Items from a dataset:
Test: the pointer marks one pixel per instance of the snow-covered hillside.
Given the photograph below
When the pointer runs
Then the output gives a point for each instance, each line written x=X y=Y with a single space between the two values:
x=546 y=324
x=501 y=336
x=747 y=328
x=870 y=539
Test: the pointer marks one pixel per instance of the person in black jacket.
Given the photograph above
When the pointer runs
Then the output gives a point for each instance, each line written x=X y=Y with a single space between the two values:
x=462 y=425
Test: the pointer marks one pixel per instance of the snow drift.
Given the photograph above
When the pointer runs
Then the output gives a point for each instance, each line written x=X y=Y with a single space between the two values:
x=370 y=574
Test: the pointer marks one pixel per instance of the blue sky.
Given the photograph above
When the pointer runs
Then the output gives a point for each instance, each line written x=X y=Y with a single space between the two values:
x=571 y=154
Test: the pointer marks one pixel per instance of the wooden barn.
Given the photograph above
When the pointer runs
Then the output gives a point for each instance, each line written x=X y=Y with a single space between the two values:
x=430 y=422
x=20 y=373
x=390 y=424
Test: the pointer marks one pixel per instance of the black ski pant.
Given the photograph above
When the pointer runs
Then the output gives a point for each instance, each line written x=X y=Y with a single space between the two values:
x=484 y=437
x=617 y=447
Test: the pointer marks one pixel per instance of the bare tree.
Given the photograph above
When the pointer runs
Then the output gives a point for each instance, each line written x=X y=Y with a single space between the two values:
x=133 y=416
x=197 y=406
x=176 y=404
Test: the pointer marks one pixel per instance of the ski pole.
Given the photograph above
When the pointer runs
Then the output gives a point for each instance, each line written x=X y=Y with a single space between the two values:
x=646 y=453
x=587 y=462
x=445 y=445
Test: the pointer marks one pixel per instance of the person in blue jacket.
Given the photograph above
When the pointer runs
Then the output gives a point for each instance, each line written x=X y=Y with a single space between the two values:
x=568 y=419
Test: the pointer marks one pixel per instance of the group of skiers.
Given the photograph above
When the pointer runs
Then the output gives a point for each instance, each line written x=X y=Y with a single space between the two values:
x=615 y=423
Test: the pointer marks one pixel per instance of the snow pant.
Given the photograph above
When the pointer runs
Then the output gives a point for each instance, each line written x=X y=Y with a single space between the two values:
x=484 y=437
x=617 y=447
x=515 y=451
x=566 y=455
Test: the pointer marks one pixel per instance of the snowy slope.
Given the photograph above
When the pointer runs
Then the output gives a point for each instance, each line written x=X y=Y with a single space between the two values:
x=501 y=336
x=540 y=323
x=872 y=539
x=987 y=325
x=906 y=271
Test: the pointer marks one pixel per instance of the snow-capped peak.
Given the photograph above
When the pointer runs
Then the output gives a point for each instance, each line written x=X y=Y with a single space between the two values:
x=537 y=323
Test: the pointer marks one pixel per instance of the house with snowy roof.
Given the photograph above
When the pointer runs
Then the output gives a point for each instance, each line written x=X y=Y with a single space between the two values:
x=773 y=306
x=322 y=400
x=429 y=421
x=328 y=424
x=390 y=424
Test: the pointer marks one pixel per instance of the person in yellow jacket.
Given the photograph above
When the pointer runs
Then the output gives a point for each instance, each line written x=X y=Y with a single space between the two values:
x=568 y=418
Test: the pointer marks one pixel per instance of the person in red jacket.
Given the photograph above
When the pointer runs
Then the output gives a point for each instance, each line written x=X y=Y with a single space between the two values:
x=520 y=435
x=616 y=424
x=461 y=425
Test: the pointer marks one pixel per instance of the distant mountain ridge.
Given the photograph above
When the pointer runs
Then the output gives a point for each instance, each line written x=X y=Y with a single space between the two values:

Request
Duplicate the lines of the listing above, beginning at the line that contains "Test: the pointer marks one pixel per instance of the snowy" and stopping after the line that contains "x=537 y=323".

Answer below
Test: the pointer marks one pixel per instance of the snowy slope.
Given the photograph above
When the pointer runs
Then the output gives a point for each instance, each line written x=X y=Y with a single space between the two values:
x=501 y=336
x=540 y=323
x=872 y=539
x=987 y=325
x=906 y=271
Test: the pointer marks one pixel per instance of the snow-capped peak.
Given the photograph above
When the pointer runs
Then the output gives a point for each instance, each line written x=X y=Y with a single space between the two values:
x=537 y=323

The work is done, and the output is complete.